- WORK TO DO
Find the line with "For every instance of the race" in the data below. Repeat it and every line after it up to the end, exactly, but drop the pictures.

(Raw records)
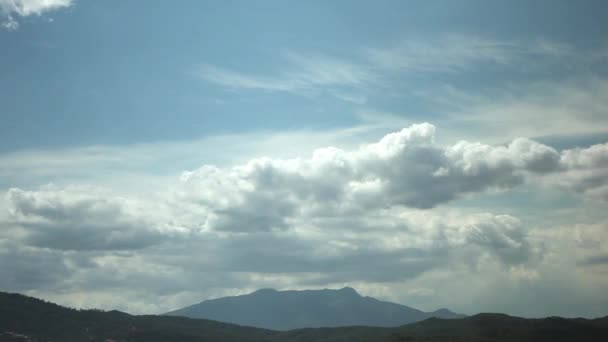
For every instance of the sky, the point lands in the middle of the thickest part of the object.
(454, 154)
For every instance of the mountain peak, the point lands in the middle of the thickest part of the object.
(293, 309)
(349, 291)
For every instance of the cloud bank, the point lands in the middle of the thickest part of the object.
(373, 217)
(11, 9)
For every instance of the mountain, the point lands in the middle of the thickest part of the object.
(285, 310)
(29, 319)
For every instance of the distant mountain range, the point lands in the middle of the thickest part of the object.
(286, 310)
(27, 319)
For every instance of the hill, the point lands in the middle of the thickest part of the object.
(24, 318)
(286, 310)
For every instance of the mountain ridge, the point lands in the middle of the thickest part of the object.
(297, 309)
(24, 318)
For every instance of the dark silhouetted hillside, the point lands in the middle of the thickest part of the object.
(285, 310)
(24, 318)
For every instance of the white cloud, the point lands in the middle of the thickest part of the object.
(303, 74)
(24, 8)
(341, 216)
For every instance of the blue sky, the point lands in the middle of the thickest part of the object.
(208, 125)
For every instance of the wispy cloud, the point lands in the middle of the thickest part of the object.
(11, 9)
(303, 73)
(371, 70)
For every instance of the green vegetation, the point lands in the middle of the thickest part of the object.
(24, 318)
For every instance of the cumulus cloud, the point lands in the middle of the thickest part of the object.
(79, 219)
(356, 216)
(405, 168)
(585, 171)
(9, 9)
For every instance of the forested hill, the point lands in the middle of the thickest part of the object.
(24, 318)
(287, 310)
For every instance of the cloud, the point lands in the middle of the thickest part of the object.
(79, 219)
(405, 168)
(585, 171)
(24, 8)
(372, 216)
(304, 74)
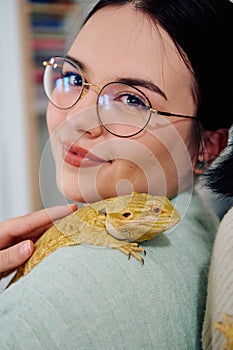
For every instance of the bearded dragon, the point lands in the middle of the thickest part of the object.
(226, 327)
(120, 223)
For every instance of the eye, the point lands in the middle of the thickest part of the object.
(156, 210)
(103, 211)
(72, 79)
(130, 99)
(126, 215)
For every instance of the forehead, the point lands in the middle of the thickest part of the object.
(124, 41)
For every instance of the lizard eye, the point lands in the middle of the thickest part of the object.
(127, 214)
(156, 210)
(103, 211)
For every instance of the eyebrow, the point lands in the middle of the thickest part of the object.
(131, 81)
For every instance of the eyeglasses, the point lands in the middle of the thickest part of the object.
(123, 110)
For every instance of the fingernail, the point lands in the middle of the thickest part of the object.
(25, 249)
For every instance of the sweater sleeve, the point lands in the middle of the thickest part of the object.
(84, 297)
(220, 287)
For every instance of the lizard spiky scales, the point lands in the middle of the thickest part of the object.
(120, 223)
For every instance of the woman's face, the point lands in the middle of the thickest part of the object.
(91, 163)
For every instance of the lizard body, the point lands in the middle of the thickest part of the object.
(120, 223)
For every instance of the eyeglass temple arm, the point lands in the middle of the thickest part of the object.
(167, 114)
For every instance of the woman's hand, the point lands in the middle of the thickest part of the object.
(17, 235)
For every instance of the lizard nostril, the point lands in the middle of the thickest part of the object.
(127, 214)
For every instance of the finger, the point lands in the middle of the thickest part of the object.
(16, 255)
(29, 223)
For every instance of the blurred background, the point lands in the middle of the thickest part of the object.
(31, 32)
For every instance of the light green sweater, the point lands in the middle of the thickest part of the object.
(84, 297)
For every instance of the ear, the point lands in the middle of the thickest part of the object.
(213, 143)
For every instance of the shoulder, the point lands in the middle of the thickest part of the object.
(102, 299)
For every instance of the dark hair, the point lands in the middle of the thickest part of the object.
(219, 178)
(202, 32)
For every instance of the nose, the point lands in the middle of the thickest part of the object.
(83, 115)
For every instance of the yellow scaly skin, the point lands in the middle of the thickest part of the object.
(120, 223)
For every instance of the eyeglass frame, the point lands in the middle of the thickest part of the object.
(86, 86)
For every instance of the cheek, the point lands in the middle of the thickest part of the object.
(55, 117)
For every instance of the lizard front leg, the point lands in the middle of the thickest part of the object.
(132, 249)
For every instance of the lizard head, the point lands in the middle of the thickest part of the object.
(140, 216)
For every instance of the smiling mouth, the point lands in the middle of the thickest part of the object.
(80, 157)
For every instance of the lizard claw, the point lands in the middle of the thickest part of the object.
(134, 250)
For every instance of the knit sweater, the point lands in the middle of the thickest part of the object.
(84, 297)
(220, 288)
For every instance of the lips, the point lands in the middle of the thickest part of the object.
(80, 157)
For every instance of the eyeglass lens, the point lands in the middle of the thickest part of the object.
(122, 109)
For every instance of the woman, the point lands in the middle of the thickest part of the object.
(132, 109)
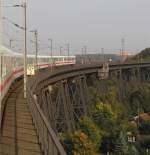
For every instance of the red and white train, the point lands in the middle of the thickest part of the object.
(11, 66)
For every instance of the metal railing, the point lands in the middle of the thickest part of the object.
(50, 143)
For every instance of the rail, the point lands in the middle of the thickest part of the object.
(50, 143)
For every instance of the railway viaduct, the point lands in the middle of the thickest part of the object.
(55, 100)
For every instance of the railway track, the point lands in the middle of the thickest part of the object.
(18, 135)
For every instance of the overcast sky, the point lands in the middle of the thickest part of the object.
(95, 23)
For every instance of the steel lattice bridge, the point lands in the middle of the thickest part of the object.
(55, 100)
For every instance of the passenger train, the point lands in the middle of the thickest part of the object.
(11, 66)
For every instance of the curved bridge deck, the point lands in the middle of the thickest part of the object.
(18, 133)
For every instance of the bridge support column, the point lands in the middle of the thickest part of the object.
(67, 105)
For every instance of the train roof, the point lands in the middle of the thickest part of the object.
(6, 51)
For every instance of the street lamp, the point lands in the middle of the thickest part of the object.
(61, 50)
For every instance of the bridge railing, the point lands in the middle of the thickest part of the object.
(50, 143)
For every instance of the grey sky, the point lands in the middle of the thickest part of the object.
(95, 23)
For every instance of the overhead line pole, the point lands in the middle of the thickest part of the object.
(51, 47)
(36, 48)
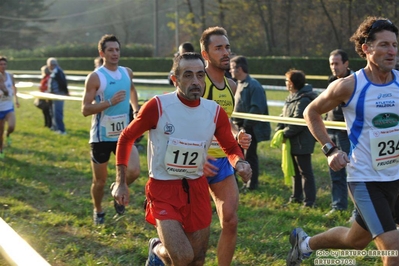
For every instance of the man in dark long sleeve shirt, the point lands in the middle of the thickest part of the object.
(250, 97)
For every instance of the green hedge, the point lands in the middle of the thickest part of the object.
(264, 66)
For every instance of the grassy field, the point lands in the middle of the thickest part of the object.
(45, 196)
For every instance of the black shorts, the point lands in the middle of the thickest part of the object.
(375, 202)
(101, 151)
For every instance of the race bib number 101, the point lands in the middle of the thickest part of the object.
(114, 125)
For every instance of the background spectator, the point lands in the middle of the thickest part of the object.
(250, 97)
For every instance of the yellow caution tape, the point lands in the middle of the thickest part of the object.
(288, 120)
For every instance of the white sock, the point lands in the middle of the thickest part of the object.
(305, 246)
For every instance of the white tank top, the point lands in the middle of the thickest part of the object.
(372, 118)
(6, 102)
(177, 147)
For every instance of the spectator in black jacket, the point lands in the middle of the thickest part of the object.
(302, 141)
(57, 85)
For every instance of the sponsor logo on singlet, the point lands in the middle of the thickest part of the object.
(385, 120)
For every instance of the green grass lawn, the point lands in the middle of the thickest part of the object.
(45, 196)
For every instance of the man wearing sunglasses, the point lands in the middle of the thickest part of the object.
(370, 100)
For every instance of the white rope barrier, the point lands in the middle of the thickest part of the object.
(16, 250)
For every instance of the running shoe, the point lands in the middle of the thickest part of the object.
(98, 218)
(295, 256)
(119, 208)
(153, 259)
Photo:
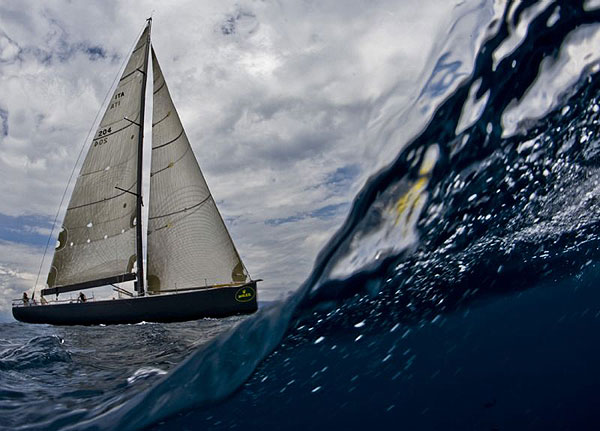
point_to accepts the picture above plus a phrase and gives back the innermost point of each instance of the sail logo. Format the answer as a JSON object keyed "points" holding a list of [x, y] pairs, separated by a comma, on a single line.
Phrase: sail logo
{"points": [[244, 294]]}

- CORRECT RESULT
For every instance of the race bib number 101, the point lands in the middle of the thickest part of the object.
(114, 125)
For every instance of the background spectator, the point lands in the middle of the thickest part of the object.
(250, 97)
For every instance of the yellow caution tape, the point lands in the middle of the thickest part of the object.
(288, 120)
For every instance of the white sock, the point lands in the middle of the thickest part of the object.
(305, 246)
For every instance of the white tank top, the point lands in the middle of the thickest part of the object.
(372, 118)
(6, 102)
(177, 147)
For every instance of the spectator in black jacket, the point lands in the middle of the thickest part of the object.
(302, 141)
(57, 85)
For every instance of the sponsor logo on singlet, the point lands in the middle of the thickest part of the object.
(385, 120)
For every instance of the green grass lawn, the point lands in the middle of the thickest part of the object.
(45, 196)
For every instance of the man wearing sunglasses, the point lands in the middle of the thickest part of the object.
(370, 100)
For every instance of the white rope barrier, the point lands in the middle of the thickest part of the object.
(16, 250)
For every instance of the running shoe, the point lands in the middle of the thickest part of the object.
(98, 218)
(295, 256)
(119, 208)
(153, 259)
Photo:
point_to accepts the picture above plus a phrase and gives back the innermost point of each instance of the sail logo. Format the answer as a JSON object keyed "points" holding a list of [x, y] pairs, separated by a comma, on a single line.
Phrase: sail logo
{"points": [[244, 294]]}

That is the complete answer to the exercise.